(EXERCISE TASK): Copy out, character for character, everything in the records below from the line containing "Is any crescent-shaped" down to the line containing "[241,188,472,391]", with both of those lines included.

(EXTRACTED INFORMATION):
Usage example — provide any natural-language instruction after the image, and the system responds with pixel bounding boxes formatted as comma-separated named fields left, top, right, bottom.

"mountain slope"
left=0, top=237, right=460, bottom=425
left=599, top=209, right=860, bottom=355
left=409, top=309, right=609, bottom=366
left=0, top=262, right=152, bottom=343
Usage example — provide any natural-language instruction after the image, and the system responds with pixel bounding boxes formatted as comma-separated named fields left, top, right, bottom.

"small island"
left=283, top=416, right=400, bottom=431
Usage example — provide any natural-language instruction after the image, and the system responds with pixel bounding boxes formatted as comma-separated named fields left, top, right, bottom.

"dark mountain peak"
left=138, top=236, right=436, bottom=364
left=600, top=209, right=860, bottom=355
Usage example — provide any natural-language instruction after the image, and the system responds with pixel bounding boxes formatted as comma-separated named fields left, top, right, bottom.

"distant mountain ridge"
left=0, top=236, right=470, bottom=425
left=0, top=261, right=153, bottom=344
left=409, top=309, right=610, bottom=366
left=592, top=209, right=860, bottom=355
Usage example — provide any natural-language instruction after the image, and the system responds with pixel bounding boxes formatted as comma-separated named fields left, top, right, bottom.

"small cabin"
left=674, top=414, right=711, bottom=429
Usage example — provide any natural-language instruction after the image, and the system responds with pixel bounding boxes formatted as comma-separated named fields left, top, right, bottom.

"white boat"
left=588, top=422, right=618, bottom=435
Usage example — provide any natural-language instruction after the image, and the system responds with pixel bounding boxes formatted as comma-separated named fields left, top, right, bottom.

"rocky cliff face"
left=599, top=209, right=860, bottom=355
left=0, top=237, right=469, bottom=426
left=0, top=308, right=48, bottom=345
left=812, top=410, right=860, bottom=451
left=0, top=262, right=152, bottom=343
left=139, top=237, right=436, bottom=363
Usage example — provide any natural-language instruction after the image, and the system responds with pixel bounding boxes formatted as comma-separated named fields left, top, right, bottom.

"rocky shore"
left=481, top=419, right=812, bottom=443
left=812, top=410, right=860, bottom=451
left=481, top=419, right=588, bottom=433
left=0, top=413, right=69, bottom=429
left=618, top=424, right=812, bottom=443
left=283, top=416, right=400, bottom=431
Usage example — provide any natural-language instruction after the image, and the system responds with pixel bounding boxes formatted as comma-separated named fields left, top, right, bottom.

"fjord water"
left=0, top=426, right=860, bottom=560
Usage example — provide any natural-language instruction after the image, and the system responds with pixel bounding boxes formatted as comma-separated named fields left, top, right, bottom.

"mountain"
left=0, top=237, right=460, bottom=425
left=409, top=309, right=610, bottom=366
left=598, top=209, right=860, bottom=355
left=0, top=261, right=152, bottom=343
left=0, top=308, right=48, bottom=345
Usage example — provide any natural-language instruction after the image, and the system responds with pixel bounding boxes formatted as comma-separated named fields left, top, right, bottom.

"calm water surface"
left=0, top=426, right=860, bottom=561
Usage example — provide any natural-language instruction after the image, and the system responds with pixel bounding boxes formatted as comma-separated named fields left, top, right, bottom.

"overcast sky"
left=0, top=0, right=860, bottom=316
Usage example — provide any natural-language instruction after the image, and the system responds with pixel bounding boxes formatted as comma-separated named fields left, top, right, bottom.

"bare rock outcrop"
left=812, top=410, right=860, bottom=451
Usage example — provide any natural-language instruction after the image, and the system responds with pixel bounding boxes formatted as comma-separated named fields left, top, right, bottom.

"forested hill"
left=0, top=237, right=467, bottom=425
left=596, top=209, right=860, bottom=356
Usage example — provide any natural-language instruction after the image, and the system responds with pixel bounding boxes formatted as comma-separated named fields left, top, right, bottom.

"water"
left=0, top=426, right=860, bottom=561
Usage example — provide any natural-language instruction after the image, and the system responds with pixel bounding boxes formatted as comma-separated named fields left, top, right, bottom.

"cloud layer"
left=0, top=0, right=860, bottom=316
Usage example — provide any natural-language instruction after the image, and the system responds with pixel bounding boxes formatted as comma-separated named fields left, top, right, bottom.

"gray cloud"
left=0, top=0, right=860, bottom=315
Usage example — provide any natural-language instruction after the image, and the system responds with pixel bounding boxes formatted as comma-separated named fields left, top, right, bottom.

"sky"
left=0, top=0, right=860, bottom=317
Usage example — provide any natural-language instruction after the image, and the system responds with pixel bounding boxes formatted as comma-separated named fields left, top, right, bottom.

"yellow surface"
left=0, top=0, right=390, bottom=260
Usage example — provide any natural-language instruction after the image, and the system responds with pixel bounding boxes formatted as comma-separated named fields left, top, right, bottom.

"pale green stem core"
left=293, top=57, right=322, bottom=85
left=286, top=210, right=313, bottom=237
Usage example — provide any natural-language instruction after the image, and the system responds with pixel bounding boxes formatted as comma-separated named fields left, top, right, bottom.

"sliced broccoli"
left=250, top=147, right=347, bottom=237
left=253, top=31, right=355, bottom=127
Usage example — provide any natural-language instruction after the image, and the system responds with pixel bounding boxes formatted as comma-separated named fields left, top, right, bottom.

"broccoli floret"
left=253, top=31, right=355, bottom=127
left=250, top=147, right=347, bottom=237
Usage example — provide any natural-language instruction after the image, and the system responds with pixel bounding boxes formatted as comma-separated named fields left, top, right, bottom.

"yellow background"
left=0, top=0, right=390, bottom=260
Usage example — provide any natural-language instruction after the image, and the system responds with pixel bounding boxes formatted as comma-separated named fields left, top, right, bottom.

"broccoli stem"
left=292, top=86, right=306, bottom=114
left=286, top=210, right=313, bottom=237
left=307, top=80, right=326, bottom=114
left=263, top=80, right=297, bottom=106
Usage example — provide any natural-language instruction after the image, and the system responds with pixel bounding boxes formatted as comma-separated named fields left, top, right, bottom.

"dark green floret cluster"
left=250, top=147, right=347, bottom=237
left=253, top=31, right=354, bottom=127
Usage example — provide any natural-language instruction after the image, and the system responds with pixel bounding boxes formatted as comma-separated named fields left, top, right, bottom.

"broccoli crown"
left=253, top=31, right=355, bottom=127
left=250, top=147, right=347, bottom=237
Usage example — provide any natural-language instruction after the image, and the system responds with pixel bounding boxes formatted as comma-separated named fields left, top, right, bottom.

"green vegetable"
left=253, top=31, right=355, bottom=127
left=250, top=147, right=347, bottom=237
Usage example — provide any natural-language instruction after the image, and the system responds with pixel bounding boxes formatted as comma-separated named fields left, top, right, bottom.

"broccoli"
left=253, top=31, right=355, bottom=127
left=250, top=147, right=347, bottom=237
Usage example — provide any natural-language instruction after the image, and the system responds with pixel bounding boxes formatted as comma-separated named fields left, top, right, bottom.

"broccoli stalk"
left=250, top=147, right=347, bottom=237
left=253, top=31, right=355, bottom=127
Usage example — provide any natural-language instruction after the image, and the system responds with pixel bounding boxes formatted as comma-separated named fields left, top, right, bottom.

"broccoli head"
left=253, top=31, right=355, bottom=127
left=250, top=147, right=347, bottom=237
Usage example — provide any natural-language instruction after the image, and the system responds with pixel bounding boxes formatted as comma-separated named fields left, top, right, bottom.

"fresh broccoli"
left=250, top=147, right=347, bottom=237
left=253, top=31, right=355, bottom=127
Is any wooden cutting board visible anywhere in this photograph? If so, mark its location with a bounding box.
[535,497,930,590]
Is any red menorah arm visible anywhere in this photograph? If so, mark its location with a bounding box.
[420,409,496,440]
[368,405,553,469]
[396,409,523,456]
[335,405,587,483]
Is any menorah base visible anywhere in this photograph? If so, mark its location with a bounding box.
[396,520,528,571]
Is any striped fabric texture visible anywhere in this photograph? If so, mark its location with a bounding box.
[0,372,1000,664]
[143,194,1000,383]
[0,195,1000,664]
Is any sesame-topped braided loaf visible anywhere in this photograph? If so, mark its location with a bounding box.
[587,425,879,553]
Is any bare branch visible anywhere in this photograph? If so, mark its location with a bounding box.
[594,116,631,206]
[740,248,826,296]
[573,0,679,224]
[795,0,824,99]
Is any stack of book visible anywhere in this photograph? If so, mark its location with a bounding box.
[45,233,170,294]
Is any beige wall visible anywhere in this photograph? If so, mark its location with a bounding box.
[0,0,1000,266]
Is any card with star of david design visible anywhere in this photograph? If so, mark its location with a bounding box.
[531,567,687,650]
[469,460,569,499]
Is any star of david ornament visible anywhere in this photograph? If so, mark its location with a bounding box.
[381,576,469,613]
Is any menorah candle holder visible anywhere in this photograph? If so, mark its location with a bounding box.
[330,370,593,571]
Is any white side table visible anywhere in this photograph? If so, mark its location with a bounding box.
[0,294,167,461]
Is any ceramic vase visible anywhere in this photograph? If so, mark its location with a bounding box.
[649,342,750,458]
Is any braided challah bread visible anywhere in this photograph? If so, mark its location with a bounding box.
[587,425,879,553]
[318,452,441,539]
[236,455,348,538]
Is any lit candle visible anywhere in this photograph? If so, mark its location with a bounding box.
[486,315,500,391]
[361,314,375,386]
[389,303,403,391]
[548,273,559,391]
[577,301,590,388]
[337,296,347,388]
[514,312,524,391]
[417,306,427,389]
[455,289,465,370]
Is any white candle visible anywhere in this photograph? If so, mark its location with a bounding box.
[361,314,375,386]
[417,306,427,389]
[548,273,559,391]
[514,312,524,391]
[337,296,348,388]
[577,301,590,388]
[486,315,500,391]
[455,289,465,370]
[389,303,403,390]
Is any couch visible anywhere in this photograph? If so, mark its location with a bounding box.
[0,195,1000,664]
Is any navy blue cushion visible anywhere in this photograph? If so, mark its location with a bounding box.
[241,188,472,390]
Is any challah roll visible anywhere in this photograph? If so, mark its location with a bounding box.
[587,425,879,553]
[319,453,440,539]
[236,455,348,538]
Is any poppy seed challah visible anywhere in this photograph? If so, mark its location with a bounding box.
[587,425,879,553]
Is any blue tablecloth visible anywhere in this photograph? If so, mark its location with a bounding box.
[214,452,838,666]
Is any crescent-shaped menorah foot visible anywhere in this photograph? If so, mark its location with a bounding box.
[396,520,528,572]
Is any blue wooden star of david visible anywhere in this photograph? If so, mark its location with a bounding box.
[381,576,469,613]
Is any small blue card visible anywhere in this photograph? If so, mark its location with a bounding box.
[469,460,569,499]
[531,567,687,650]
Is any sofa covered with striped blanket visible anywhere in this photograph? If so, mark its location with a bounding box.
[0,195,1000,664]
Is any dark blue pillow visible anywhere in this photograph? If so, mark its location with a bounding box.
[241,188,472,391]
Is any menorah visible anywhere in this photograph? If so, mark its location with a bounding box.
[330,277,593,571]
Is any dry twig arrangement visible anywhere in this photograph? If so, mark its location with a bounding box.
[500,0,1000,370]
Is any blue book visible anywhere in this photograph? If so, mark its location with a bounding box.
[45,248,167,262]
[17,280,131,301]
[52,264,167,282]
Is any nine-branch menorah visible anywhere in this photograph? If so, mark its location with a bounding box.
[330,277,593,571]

(FINAL ANSWER):
Is any crescent-shaped menorah foot visible anywhere in this photograph? If so, mark its location with a bounding box.
[396,520,528,572]
Is any blue wooden star of david visible anywhere in this photograph? If so, mark its location with a bounding box.
[381,576,469,613]
Is any small blue card visible anywhere in this photograph? If so, mark its location with a bounding box.
[469,460,569,499]
[531,567,687,650]
Is any sofa covered with striped blanket visible anywhere in this photograph? If so, mark its location with a bounding box.
[0,195,1000,664]
Is any dark blue pillow visible anywhere in this photograph? If so, mark its location with a bounding box.
[241,188,472,391]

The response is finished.